• INSTRUCCIÓN: Prosigue, por favor, la reseña sobre el libro de Gustavo Íñiguez desde el punto en que se detiene.

• FRAGMENTO DEL TEXTO:
::::
Libros / Del asombro al espanto: un juego de azar / Luis Armenta Malpica

Porque todo y nada pueden explicarse en la poesía, en medio del sendero de la vida me he encontrado con algunos libros con los cuales, sin que lo mencionen en portada, uno, como lector, abandona toda esperanza de salir con la misma mirada con la que empezó el trayecto. En esta tónica, hay autores para quienes publicar es todo un drama. Para otros, su divina comedia. Así, Era un juego lo que trazó el camino, el tercero, de manera formal, en la vida literaria de Gustavo Íñiguez. Pero No le llamen poesía a nuestro lamento, nos inquiere el autor de Espantapáramos. «Soldaditos» lo juegan en las «Islas» que Paz comunicara como puentes y que desde el inicio se leen como poemas. Al principio no me gustaba el título: parecía predecir más juegos de palabras que discurso: Palabredas volátiles, contradicción del tiempo. Sin embargo, el poema que da título al libro y aparece al inicio (es el tercero), antes de la presentación de los cinco apartados que estructuran el libro, maneja con soltura una voz en plural (la tercera persona) y cuatro demarcaciones: Sur, Oriente, Poniente y Norte. Esto es arquitectura sin grandes pretensiones y, por lo tanto, enorme como el espacio entero, mensurable. Salieron a espantar todos los páramos, endecasílabo que muestra filiación por la eufonía española clásica, es un verso de consistencia bífida: los páramos salieron a espantar o son los espantados. Este juego de espejos, rosa de los vientos, señala y desubica al mismo tiempo el tensor del poema: la venganza. Pertinente al iniciar el ciclo y en el vértice final: fluida como el río mencionado varias veces en el libro y arteria principal de un corazón dividido que en seguida se nombra. Hasta aquí, sin esfuerzo, Gustavo ha traído a mi memoria los rastros (a él debidos) de Girondo y de Huerta. Por mi parte, me encontré con Cavafis en el momento Norte de este poema, y con Merwin en el justo tratamiento de la brújula cardiaca. Sístoles en el riesgo. Diástoles, el arraigo.

Y Cuando digo río, quiero decir Heráclito. Si nunca nos bañamos dos veces en el mismo sueño (de la memoria), el Páramo primero acude, como en los cuatro páramos, a otro poeta: Pessoa, que no fue sino un niño que jugaba. En «El río astillero», otro de los grandes momentos de este libro, aparece el otro, la primera persona, la que ríe cuando digo lo que dije. Para entonces confirmo que los primeros poemas, antes del primer apartado, se van desarrollando lentamente. Aquí aparecen los poemas «Barcos de papel», «Hormiguero», el trompo (uno de los «Juguetes»), las morusas del pan (en «Tragicómicos»): cuatro versos continuos en el Sur. «Puerta que se abre y cierra» rompe con este ritmo, aunque es la consecuencia lógica de este modo aritmético y astral de concebir el mundo. Y qué más puede hacerse luego de una venganza: Quisimos ser irremplazables y nos prendimos fuego. Ni la madre es capaz de conseguir la salvación para quien El tiempo encontró [su] cuerpo y lo ha crecido. Este páramo es la «Puerta que se cierra» con espanto.
::::
• INFORMACIÓN PROPORCIONADA:
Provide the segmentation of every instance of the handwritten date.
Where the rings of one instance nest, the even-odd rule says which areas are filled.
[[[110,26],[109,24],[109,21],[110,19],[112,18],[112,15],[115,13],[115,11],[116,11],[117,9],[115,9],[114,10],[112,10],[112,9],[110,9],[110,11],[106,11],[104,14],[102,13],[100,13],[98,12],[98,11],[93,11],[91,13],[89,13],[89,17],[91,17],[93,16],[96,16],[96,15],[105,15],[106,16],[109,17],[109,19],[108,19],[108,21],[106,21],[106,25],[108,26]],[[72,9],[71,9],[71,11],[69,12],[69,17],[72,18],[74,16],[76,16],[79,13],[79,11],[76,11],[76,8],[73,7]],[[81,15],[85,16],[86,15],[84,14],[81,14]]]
::::
• RESPUESTA DEL EJERCICIO:
Devuélvanme la muerte que yo tenía al nacer, son las palabras que Gustavo consigna de Eduardo Lizalde en el epígrafe de su segundo páramo: un apartado en el cual el Azar es un dios y es el asombro, una «Intuición de luces» con sesgo espiritual y religioso. Un Cantar casi bíblico, «Oscura geografía» de un niño de los Altos de Jalisco, castigado en la fe, y quien predica en vano el «Sermón del cerro», ya no me extraña, en otros cuatro tiempos. Páramo que remite al desierto de cuya tentación se librará Jesús y que tan bien retrata Saramago en El evangelio según Jesucristo. Puesta en escena actual, como lo fuera Dogville de Von Trier hace unos años, con su diálogo entre el Azar y el hombre: el asombro… el espanto.

El Páramo tercero es consecuente: una Espina de Luz, con el Eclesiastés por referencia y una serie de cuadros (gobelinos) desmienten la ceguera del momento anterior. Aquí la luz se esfuerza por resolverlo todo, no obstante que piedra y palabra no pueden ocupar el mismo espacio. Nos acercamos de más, tan cerca y tan lejos, diría Wenders, a esas cosas que no son [pero] levantan su imagen con palabras. Nada es lo que parece en este páramo: las palabras, su polvo de sentencias en voz baja, sobreviven al hombre, lo rebasan, transustancian y crean y en cada nueva fruta de este árbol prodigioso de saber ser poeta. Del saberse poeta. No creerse poeta, que son otros terrenos.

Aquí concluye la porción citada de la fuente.